Given records:
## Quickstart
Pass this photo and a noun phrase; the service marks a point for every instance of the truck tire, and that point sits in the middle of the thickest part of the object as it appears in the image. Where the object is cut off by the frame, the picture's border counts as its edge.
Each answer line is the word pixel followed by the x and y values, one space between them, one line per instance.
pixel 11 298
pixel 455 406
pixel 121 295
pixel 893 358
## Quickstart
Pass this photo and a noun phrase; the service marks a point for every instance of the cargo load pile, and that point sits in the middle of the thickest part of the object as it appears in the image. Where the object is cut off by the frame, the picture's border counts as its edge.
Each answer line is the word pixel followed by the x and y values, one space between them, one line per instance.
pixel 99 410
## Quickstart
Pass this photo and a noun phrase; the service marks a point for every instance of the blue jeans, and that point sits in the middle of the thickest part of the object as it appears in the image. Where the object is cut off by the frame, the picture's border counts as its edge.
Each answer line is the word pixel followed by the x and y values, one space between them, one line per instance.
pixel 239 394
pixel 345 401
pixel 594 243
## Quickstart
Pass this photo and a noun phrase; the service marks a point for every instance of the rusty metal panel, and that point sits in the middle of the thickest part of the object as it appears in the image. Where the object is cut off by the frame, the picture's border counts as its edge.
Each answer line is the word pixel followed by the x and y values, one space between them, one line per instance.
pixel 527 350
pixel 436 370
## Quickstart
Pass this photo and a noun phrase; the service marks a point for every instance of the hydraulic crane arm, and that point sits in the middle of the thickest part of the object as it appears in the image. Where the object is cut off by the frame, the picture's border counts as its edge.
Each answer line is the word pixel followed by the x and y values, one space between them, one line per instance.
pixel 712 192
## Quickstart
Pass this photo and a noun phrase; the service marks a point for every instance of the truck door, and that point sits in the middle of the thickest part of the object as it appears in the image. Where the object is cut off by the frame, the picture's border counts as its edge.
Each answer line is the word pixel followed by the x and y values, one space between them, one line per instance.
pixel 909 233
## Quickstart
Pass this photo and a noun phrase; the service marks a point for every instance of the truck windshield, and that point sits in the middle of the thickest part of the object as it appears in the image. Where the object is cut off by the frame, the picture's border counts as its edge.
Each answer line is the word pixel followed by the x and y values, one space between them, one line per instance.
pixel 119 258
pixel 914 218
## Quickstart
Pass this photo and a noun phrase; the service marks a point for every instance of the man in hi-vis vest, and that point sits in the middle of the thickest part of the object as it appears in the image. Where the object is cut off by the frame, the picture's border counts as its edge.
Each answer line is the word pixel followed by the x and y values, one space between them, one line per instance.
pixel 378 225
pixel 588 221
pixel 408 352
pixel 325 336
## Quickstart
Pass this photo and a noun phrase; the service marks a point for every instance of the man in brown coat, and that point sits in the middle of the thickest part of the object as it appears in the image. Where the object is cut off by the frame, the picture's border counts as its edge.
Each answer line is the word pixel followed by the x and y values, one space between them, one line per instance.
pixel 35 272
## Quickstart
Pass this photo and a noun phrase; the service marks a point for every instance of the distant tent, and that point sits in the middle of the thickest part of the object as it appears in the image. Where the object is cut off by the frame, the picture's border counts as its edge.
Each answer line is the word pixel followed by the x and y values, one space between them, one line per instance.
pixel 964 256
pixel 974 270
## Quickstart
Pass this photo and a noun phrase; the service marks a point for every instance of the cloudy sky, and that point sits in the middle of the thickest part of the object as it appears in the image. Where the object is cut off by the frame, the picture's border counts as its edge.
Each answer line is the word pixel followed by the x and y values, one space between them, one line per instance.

What is being asked: A faithful, complete reproduction of the listing above is requested.

Reply:
## Quickstart
Pass this photo and a noun phrase; the service marks a point for every instance of the truck tire, and that point sits in the middle of the thickest part of the object as it appears in the image. Where the object is cut off by the frame, the picture's border counts as its edge.
Each answer line is the word pixel followed by the x and y values, one space between them, one line per instance.
pixel 11 298
pixel 455 406
pixel 121 295
pixel 893 358
## Quickstart
Pass this photo and a noun phrase; the service marks a point for every instance of the cargo load pile, and that point sits in the middle of the thickest part of the object as it appears in the image. Where the object is cut off by the frame, the picture's border counts as its edge.
Each answer line is the word pixel followed by the x and y values, one space between them, one line per instance.
pixel 99 410
## Quickstart
Pass this photo and a noun phrase; the service marks a point for every instance of the blue jeans, and that point sits in the middle of the thickest part of the object as it appears in the image. Where the object is cut off by the frame, the picture's border counts as its edge.
Each answer line is the word pixel followed by the x and y values, one space between them, one line per instance.
pixel 239 394
pixel 345 401
pixel 594 243
## Quickstart
Pass this photo and a noun phrase; the service marks a point for every instance of the rusty metal panel, and that point sits in the middle of the thickest part of the object as it appears in the image. Where the object is cut off by the frame, the picture's border counts as its edge.
Each answer line is the word pixel followed by the x and y values, one space between them, one line per instance.
pixel 527 350
pixel 436 370
## Quickstart
Pass this photo and a noun phrase; the service marks a point for every instance of the hydraulic crane arm, and that point sits in the middle of the thickest part of the object as it appears in the image. Where the object is cut off by the frame, the picture's border counts as its edge.
Each answer line is the word pixel followed by the x and y values, one space between them, one line per instance.
pixel 712 192
## Quickstart
Pass this photo and a noun phrase; the service marks a point for every instance of the truck door, and that point sits in the middle of the thickest part of the object as it appears in the image. Where the object is cut off by the frame, the picture's border counts as its edge.
Each answer line is the word pixel followed by the x and y values, one space between them, one line per instance.
pixel 909 233
## Quickstart
Pass this photo and a noun phrase; the service marks a point for every instance of the truck windshield, and that point sits in the middle of the thickest part of the object as it appears in the image. Where the object is cut off by the frame, the picture's border counts as its edge.
Each answer line is the word pixel followed by the x and y values, one space between them, one line per instance.
pixel 119 258
pixel 914 218
## Quickstart
Pass this photo and a noun phrase; the service marks a point for every instance of the man in hi-vis vest, and that point sits in the middle of the thickest part of the object as it appears in the image. Where the object is cut off by the frame, the picture's border counts as its edge.
Each answer line is the word pixel followed by the x and y values, one space between them, one line per instance.
pixel 378 225
pixel 588 221
pixel 408 352
pixel 325 336
## Quickstart
Pass this photo and a noun phrase; the service marks a point for every instance of the man in brown coat, and that point sits in the middle of the thickest part of the object as it appears in the image. Where the object is cut off by the frame, the picture's border counts as its edge.
Each answer line is the word pixel followed by the x and y values, one space between them, one line per instance.
pixel 35 272
## Quickstart
Pass this photo and a noun phrase; the service marks a point for every instance of the distant tent, and that point sits in the middle of the thickest part of the object as it appears in the image. Where the object is cut off by the frame, the picture's border counts as its edge.
Each answer line is the word pixel followed by the x and y values, one space between them, one line per instance.
pixel 964 256
pixel 974 270
## Quickstart
Pass this photo and a noun phrase; the service marks a point for every instance of the cloudy sky, and that point sits in the middle of the thickest part of the object as it appears in the image. Where the object is cut off by the frame, the picture's border counts as its edge.
Each answer line is the word pixel followed by the x and y values, one space between them, one line per instance.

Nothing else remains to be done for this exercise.